The task :: Extract the stretch of lines that starts at the line with "the stone statue" and ends at the last line of the data below. Give it exactly, without pictures.

──────── Exercise inputs

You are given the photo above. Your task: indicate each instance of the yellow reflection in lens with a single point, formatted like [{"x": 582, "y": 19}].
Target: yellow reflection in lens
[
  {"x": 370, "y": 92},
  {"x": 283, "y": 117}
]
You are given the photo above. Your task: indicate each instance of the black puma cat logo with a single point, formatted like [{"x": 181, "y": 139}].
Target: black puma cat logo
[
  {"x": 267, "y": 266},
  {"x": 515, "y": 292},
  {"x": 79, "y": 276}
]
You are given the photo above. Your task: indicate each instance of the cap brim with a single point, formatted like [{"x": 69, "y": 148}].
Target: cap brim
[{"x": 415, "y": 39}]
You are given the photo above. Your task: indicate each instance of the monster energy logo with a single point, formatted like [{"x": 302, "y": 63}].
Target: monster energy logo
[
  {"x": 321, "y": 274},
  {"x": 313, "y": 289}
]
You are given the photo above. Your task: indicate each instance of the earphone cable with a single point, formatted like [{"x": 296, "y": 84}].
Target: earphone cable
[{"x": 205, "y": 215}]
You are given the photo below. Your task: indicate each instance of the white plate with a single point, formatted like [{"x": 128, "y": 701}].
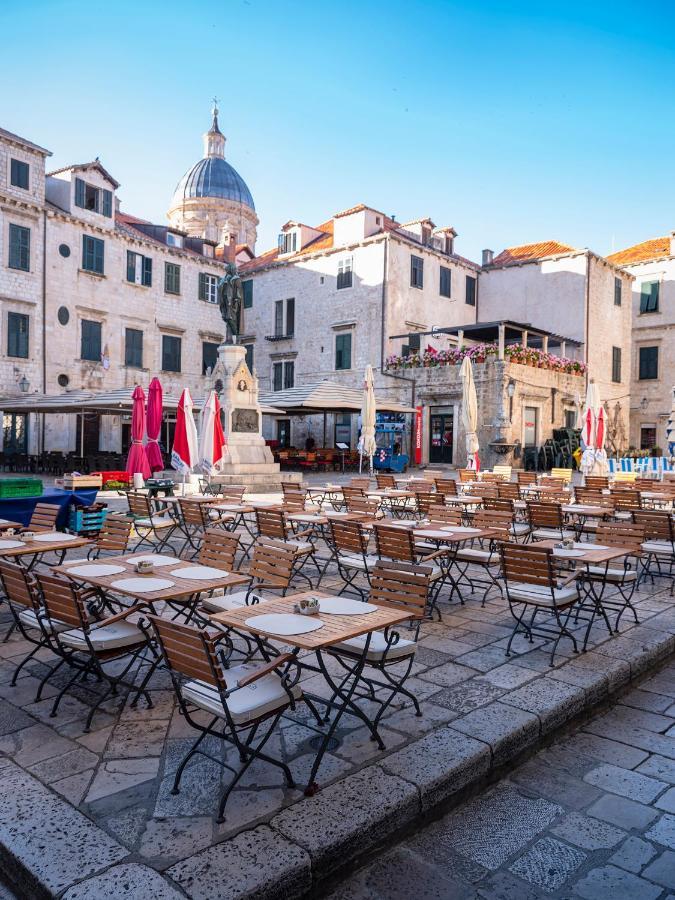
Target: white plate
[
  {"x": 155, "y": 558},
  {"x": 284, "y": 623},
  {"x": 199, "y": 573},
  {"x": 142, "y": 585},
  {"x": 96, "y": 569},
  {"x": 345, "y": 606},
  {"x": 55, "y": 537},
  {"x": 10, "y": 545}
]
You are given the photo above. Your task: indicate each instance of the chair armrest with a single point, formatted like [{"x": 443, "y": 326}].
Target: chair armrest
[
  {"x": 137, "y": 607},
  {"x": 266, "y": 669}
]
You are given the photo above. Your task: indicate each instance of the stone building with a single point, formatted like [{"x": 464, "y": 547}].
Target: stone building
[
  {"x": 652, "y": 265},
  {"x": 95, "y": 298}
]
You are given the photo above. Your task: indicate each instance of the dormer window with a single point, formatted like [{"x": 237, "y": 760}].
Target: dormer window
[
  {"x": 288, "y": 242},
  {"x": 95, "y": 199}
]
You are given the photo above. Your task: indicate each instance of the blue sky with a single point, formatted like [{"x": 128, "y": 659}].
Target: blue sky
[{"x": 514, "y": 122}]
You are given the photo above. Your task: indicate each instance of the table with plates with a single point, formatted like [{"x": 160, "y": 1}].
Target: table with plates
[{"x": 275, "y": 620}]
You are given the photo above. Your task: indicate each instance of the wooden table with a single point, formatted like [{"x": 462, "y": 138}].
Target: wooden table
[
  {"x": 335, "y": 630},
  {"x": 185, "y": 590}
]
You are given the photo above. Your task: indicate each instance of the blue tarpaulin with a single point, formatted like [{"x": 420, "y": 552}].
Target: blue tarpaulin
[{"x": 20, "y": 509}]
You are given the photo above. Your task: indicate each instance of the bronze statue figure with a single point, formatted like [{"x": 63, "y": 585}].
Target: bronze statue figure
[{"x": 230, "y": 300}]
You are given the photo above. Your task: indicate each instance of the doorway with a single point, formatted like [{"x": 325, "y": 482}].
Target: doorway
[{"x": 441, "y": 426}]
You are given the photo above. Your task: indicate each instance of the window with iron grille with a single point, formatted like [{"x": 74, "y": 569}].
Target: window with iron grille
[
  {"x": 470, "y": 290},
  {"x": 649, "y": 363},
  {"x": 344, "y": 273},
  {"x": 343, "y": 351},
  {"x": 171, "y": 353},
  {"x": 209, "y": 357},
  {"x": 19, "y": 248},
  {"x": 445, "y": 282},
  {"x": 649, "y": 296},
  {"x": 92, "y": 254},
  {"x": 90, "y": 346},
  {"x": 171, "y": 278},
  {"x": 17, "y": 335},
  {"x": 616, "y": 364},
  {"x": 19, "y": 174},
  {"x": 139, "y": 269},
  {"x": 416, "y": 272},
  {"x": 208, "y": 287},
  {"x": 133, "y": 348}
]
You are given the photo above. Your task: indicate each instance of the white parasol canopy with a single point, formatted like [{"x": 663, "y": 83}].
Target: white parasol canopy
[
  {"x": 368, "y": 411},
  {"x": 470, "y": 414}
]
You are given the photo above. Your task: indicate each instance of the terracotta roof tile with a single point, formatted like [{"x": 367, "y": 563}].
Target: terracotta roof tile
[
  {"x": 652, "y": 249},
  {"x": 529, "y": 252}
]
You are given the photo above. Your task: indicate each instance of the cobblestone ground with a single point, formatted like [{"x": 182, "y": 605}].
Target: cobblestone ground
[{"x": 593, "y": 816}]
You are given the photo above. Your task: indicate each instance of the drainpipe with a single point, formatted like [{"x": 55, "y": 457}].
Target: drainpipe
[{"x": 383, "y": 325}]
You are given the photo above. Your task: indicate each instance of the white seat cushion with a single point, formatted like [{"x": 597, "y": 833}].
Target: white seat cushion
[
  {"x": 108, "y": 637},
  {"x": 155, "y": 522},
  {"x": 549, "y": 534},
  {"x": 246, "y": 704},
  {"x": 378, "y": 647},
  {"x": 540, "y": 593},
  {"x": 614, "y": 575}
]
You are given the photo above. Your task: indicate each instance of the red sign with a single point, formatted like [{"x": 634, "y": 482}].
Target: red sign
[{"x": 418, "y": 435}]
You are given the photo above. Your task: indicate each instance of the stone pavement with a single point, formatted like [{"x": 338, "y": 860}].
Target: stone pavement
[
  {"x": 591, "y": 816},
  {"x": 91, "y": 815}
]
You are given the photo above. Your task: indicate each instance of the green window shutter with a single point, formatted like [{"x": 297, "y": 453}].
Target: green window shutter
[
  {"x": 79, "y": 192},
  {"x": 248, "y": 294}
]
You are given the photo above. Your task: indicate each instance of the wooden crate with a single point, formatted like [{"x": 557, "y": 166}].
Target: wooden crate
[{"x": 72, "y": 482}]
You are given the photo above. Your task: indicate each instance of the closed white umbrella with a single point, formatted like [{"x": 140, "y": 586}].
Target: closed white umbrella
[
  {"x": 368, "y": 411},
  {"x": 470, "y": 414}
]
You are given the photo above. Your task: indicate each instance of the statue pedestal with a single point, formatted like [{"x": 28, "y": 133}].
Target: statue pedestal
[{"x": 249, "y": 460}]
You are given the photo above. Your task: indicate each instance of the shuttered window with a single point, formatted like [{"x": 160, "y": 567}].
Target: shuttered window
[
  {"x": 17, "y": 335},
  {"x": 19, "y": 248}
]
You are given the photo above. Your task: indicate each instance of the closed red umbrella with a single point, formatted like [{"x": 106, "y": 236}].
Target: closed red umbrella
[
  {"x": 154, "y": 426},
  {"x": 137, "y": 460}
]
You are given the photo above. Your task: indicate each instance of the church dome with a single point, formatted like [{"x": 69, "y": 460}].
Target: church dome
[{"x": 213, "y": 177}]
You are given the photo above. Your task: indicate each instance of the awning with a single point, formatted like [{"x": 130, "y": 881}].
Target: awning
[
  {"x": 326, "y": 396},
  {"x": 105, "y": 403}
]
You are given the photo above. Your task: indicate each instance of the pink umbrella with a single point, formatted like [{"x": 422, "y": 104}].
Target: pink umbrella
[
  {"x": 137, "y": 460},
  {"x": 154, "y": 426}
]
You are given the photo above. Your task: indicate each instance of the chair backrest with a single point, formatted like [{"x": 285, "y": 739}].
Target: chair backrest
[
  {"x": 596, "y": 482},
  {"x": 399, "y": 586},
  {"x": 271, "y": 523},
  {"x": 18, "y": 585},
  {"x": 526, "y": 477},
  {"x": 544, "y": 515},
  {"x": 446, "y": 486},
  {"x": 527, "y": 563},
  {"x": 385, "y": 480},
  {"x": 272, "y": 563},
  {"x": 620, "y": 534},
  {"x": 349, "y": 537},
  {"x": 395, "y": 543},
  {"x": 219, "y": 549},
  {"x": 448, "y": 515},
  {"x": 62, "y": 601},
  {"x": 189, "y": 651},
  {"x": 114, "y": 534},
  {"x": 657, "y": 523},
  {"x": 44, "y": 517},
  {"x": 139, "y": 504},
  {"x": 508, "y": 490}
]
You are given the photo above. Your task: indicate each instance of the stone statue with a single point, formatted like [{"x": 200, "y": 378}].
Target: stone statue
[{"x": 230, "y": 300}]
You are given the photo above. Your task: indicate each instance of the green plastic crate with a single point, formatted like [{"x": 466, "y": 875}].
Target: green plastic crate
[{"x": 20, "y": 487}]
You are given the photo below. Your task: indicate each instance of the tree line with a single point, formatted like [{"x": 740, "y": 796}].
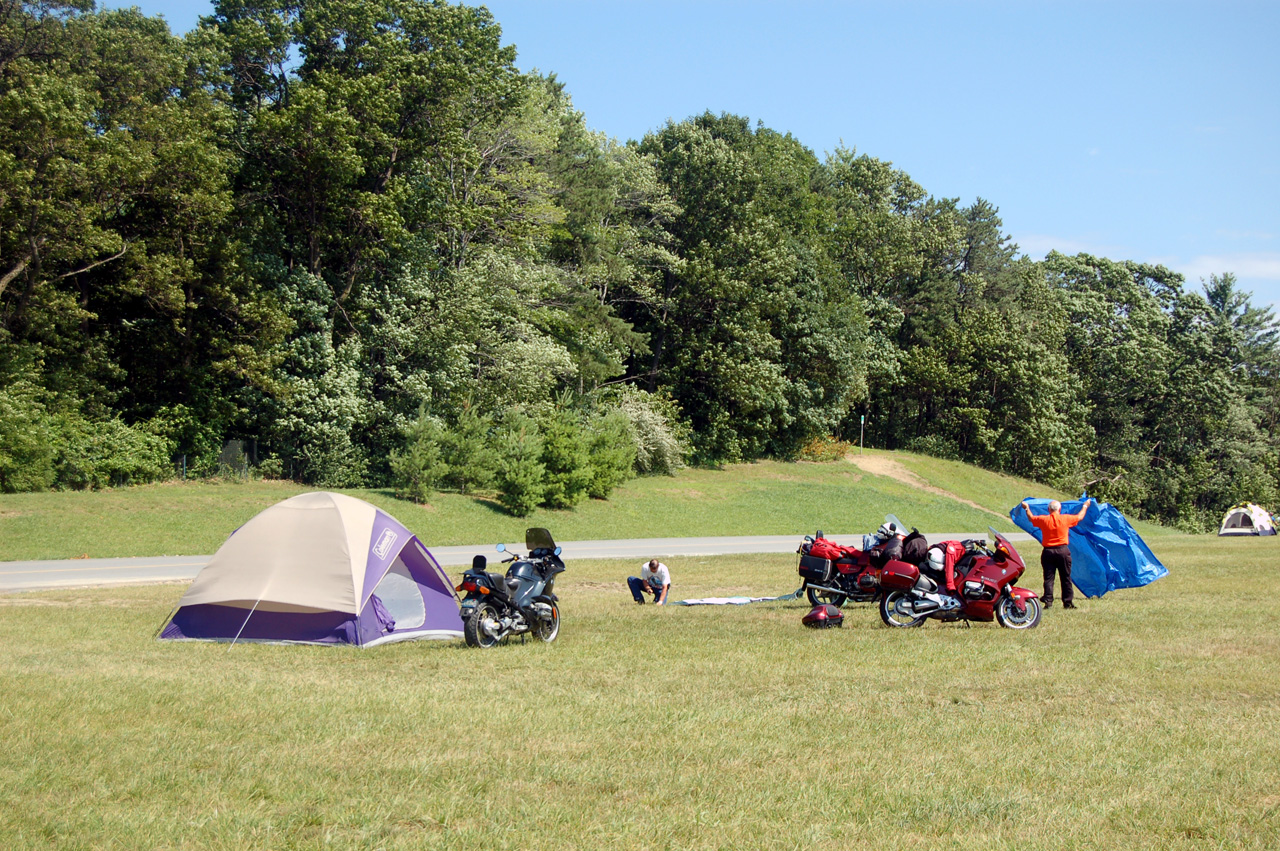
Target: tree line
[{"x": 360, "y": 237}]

────────────────

Full answer ::
You are given the photo above. Your task: indicate each instance of the stone statue with a single point, formatted like [{"x": 200, "y": 378}].
Target: stone statue
[{"x": 230, "y": 300}]
You are given the photo above. Your task: indicate each instance of the green plastic crate with a single point, formatted like [{"x": 466, "y": 875}].
Target: green plastic crate
[{"x": 20, "y": 487}]
You are given the photo below. Your task: indicate each instance of the tree line with a single point, formatted like [{"x": 740, "y": 796}].
Target: tree line
[{"x": 360, "y": 237}]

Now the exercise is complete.